Feature Request: Please add local LLM based OCR engines
Version Info
Python version: 3.11.9 Python executable: E:\Python311\python.exe Version: 1.4.0 Branch: dev
Type of Request
New Feature
Description
Please add callisto_ocr3_2b_instruct, qwen2_vl_ocr_2B_instruct, OLM-OCR, local models as OCR engine.
I did a reasearch, and found some good OCR's,
I tested OCR's on 5 langs [English, Japanese, Chinese, Korean, Russian], and the best of the best, its
OLM-OCR
But, it's heavy 7B model, so, better to use
callisto_ocr3_2b_instruct and qwen2_vl_ocr_2B_instruct, this models are really fast and capable.
As for the prompt, need to use:
Give me text from image, writen in {lang} language, nothing else.
where lang is language of image (English, Korean)
Pictures
No response
Additional Information
No response
Can they be connected via Ollama or LLM STUDIO? On the Llama.cpp engine?
I am also interested in the software that you used to conduct the tests. Please provide a link or code.
Can they be connected via Ollama or LLM STUDIO? On the Llama.cpp engine?
No, only via transformers, as i know
I am also interested in the software that you used to conduct the tests. Please provide a link or code.
Ok, i will upload code in 10 minutes
Can they be connected via Ollama or LLM STUDIO? On the Llama.cpp engine?

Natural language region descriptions

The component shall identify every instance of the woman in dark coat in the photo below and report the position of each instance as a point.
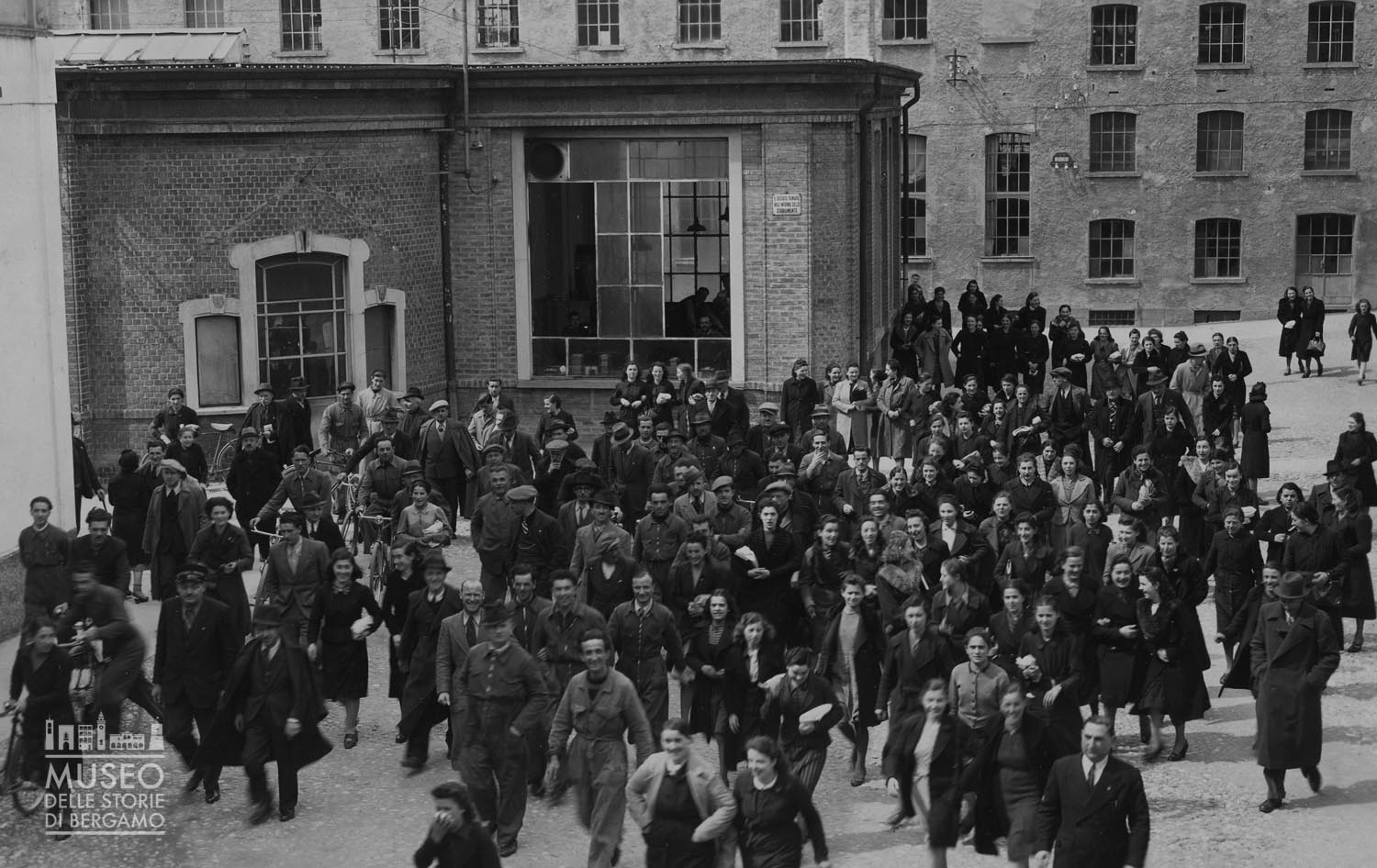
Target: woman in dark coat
(1357, 450)
(925, 766)
(339, 639)
(1310, 325)
(1256, 423)
(1355, 527)
(225, 551)
(850, 658)
(1010, 776)
(1288, 311)
(1176, 656)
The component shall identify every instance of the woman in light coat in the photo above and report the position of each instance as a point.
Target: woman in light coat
(679, 835)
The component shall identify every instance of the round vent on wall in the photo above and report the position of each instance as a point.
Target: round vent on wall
(544, 161)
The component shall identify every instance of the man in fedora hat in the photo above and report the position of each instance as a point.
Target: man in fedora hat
(1294, 650)
(504, 699)
(176, 512)
(196, 648)
(269, 713)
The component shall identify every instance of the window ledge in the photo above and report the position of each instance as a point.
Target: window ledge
(1008, 261)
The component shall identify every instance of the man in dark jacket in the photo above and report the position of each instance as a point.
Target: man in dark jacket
(1093, 807)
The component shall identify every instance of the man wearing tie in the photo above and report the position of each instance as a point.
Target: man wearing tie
(1093, 807)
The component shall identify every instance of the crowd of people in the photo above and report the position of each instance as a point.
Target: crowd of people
(927, 545)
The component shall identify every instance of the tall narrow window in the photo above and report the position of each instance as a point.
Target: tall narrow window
(902, 19)
(206, 13)
(1007, 184)
(1112, 250)
(1113, 142)
(599, 22)
(700, 21)
(913, 206)
(498, 24)
(799, 21)
(1330, 35)
(1113, 35)
(1222, 32)
(302, 25)
(1219, 248)
(1327, 139)
(398, 25)
(1219, 142)
(109, 14)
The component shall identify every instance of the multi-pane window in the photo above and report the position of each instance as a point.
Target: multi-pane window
(302, 25)
(902, 19)
(1113, 35)
(1007, 184)
(599, 22)
(1217, 248)
(498, 24)
(1113, 142)
(206, 13)
(1112, 250)
(1330, 35)
(398, 25)
(1222, 32)
(913, 206)
(1327, 139)
(109, 14)
(799, 21)
(700, 21)
(1219, 142)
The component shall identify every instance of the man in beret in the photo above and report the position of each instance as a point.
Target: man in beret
(196, 648)
(176, 512)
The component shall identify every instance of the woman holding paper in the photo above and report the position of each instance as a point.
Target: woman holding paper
(343, 618)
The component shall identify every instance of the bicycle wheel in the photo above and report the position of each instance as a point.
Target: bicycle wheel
(24, 783)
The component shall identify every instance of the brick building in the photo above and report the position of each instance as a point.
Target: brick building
(228, 226)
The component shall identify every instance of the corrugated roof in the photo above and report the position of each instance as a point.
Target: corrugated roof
(151, 47)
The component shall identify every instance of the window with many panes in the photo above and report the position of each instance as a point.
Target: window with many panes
(1112, 250)
(913, 203)
(398, 25)
(700, 21)
(1113, 142)
(1329, 39)
(1007, 186)
(204, 13)
(630, 255)
(302, 25)
(1217, 248)
(498, 24)
(1113, 35)
(1222, 32)
(902, 19)
(799, 21)
(1327, 139)
(109, 14)
(1219, 142)
(599, 22)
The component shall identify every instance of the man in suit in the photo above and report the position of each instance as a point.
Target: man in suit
(1093, 807)
(449, 458)
(297, 568)
(196, 650)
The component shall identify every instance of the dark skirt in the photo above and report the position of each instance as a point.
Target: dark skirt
(344, 670)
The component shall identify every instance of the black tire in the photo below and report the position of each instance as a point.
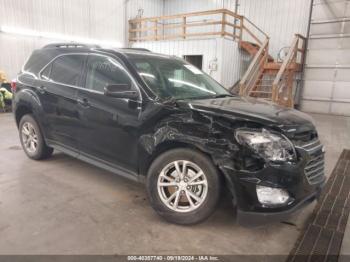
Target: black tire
(42, 151)
(210, 202)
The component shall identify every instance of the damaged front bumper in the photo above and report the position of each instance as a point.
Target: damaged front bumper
(293, 178)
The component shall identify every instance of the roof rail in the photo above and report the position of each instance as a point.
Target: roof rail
(70, 45)
(136, 49)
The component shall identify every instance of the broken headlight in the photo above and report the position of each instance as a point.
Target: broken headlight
(270, 146)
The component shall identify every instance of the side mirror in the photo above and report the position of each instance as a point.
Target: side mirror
(120, 91)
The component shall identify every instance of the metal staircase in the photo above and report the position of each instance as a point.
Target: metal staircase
(271, 80)
(265, 78)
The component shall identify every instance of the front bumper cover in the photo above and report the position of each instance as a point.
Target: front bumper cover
(288, 176)
(246, 218)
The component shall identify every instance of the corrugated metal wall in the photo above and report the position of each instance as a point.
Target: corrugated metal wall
(280, 19)
(209, 48)
(327, 72)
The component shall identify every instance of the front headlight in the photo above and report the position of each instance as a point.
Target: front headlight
(270, 146)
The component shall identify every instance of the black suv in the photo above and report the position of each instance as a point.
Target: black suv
(159, 120)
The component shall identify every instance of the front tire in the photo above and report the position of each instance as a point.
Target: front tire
(183, 186)
(32, 139)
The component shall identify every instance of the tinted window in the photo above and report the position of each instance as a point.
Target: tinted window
(45, 74)
(103, 71)
(67, 69)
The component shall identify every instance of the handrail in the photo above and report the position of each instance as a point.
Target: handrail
(282, 86)
(255, 68)
(222, 22)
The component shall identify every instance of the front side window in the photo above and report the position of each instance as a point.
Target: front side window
(175, 78)
(66, 69)
(103, 71)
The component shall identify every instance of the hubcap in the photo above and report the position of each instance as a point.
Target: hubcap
(182, 186)
(29, 137)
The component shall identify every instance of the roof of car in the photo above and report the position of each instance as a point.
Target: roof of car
(43, 56)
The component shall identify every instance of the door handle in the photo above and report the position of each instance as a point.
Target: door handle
(84, 102)
(42, 89)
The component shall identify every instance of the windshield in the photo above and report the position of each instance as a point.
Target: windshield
(173, 78)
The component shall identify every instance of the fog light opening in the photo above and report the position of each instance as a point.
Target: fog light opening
(269, 196)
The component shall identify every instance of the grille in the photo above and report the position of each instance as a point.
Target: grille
(314, 169)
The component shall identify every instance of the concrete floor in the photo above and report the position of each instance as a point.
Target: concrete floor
(65, 206)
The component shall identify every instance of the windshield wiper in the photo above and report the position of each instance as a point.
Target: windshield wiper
(223, 95)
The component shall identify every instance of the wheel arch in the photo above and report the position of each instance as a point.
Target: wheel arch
(21, 111)
(146, 162)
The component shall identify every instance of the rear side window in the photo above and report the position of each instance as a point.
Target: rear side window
(65, 69)
(103, 71)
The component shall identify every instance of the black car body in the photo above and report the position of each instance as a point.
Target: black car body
(126, 134)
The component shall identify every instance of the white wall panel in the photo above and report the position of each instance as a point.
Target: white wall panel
(327, 72)
(211, 49)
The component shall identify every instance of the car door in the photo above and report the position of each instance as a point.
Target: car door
(110, 125)
(57, 88)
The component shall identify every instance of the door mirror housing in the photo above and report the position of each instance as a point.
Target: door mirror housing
(120, 91)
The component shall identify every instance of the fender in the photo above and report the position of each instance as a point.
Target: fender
(28, 100)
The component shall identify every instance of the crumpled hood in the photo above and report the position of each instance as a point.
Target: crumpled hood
(254, 110)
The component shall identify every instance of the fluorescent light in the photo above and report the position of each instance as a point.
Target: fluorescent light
(61, 37)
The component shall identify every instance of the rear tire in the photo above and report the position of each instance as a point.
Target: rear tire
(32, 139)
(183, 186)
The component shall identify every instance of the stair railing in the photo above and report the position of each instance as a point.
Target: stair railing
(255, 70)
(282, 87)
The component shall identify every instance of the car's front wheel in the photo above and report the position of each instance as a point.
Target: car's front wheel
(183, 186)
(32, 139)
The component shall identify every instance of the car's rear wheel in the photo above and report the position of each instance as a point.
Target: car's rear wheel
(32, 139)
(183, 186)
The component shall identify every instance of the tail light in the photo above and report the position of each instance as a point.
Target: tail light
(13, 86)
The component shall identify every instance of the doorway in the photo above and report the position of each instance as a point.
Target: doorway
(196, 60)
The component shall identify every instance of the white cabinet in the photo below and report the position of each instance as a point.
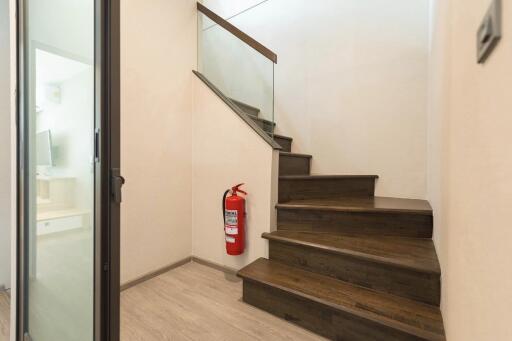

• [TASKS TO CARRY OUT]
[A] Reproduce the OCR feature request thread word for word, starting at "I did a reasearch, and" and ending at "fast and capable.".
[B] Write the next part of the OCR feature request thread, picking up after its final line.

• [RESPONSES TO THE EXERCISE]
[A]
I did a reasearch, and found some good OCR's,
I tested OCR's on 5 langs [English, Japanese, Chinese, Korean, Russian], and the best of the best, its
OLM-OCR
But, it's heavy 7B model, so, better to use
callisto_ocr3_2b_instruct and qwen2_vl_ocr_2B_instruct, this models are really fast and capable.

[B]
No, only via
transformers📋, as i know
Give me test code
Ok, here is: https://github.com/nothingherern/OCR_bench main file is run_test.py,
Ok, here is: https://github.com/nothingherern/OCR_bench main file is
run_test.py📋,
I will think about whether it is worth integrating them directly
In fact, you can use LMDeploy or Xinference to deploy local VLMs as OpenAI services, then you can directly use them via llm-ocr module when correctly configuring endpoint and override_model (LMDeploy requires strict model name match).
The shortage is, you will install 2 pytorch in your computer.
By the way, LMdeploy only supports awq and gptq quantization and full weights on pytorch engine, and it's windows installation requires windows-triton==3.2.0.post18 instead of triton. Xinference theoretically supports any quatization that Transformer supports, but its OpenAI service is a bit weird to launch that I have never tried.
Why not ollama or llama.cpp? Their support to VLMs require another projection model, which needs more VRAM to load.
Why not VLLM or SGLang? I've tried, but their accuracy is much worse than Transformers engine with a same model Qwen2.5-VL-32B, hope you could give a try and figure out why.
In my test, both Qwen2.5-VL-7B and OlmOCR perform worse than Qwen2.5-VL-32B. If you have enough VRAM, you can try Qwen2.5-VL-32B-AWQ or InternVL3-38B-AWQ, basically they are the same but InternVL's paper shows InternVL's models have better performance.
Can they be connected via Ollama or LLM STUDIO? On the Llama.cpp engine?
No, only via
transformers, as i knowI am also interested in the software that you used to conduct the tests. Please provide a link or code.
Ok, i will upload code in 10 minutes
if its any use to you, instead of transformers you can find gguf versions and use them with llama.cpp. I've tried using gemma3 OCR with varying degrees of success.
Can you explain what the problem is with embedding visual models? I made a draft Qwen2-VL based on ocr_manga and it works. However, it doesn't run in bf16.